(Saved data entries)
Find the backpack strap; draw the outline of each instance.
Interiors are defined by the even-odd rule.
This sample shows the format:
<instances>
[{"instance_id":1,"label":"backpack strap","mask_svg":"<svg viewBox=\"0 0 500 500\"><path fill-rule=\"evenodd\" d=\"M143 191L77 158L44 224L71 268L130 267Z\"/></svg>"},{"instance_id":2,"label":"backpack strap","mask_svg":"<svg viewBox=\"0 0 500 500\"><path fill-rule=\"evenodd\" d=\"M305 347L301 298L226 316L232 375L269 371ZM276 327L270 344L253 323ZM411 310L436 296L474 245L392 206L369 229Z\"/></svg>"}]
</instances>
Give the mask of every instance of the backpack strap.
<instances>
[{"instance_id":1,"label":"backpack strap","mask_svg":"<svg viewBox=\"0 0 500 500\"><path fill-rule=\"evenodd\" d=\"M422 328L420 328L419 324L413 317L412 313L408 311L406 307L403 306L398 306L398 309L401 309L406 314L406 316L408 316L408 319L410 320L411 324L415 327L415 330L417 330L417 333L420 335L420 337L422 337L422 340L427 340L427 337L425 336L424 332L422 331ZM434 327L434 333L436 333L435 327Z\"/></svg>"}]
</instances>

• _ASSIGNMENT_: A word-for-word restatement of the lines running from the one with "191L77 158L44 224L71" to the last line of the records is the whole answer.

• _TASK ANSWER_:
[{"instance_id":1,"label":"backpack strap","mask_svg":"<svg viewBox=\"0 0 500 500\"><path fill-rule=\"evenodd\" d=\"M143 191L77 158L44 224L71 268L130 267Z\"/></svg>"},{"instance_id":2,"label":"backpack strap","mask_svg":"<svg viewBox=\"0 0 500 500\"><path fill-rule=\"evenodd\" d=\"M305 347L301 298L226 316L232 375L269 371ZM276 327L270 344L253 323ZM411 310L436 296L474 245L392 206L369 229Z\"/></svg>"}]
</instances>
Give the mask of every instance of the backpack strap.
<instances>
[{"instance_id":1,"label":"backpack strap","mask_svg":"<svg viewBox=\"0 0 500 500\"><path fill-rule=\"evenodd\" d=\"M422 328L420 328L419 324L413 317L412 313L408 311L406 307L403 306L398 306L398 309L401 309L406 314L406 316L408 316L408 319L410 320L411 324L415 327L415 330L417 330L417 333L420 335L420 337L422 337L422 340L427 340L427 337L425 336L424 332L422 331ZM434 327L434 333L436 333L435 327Z\"/></svg>"}]
</instances>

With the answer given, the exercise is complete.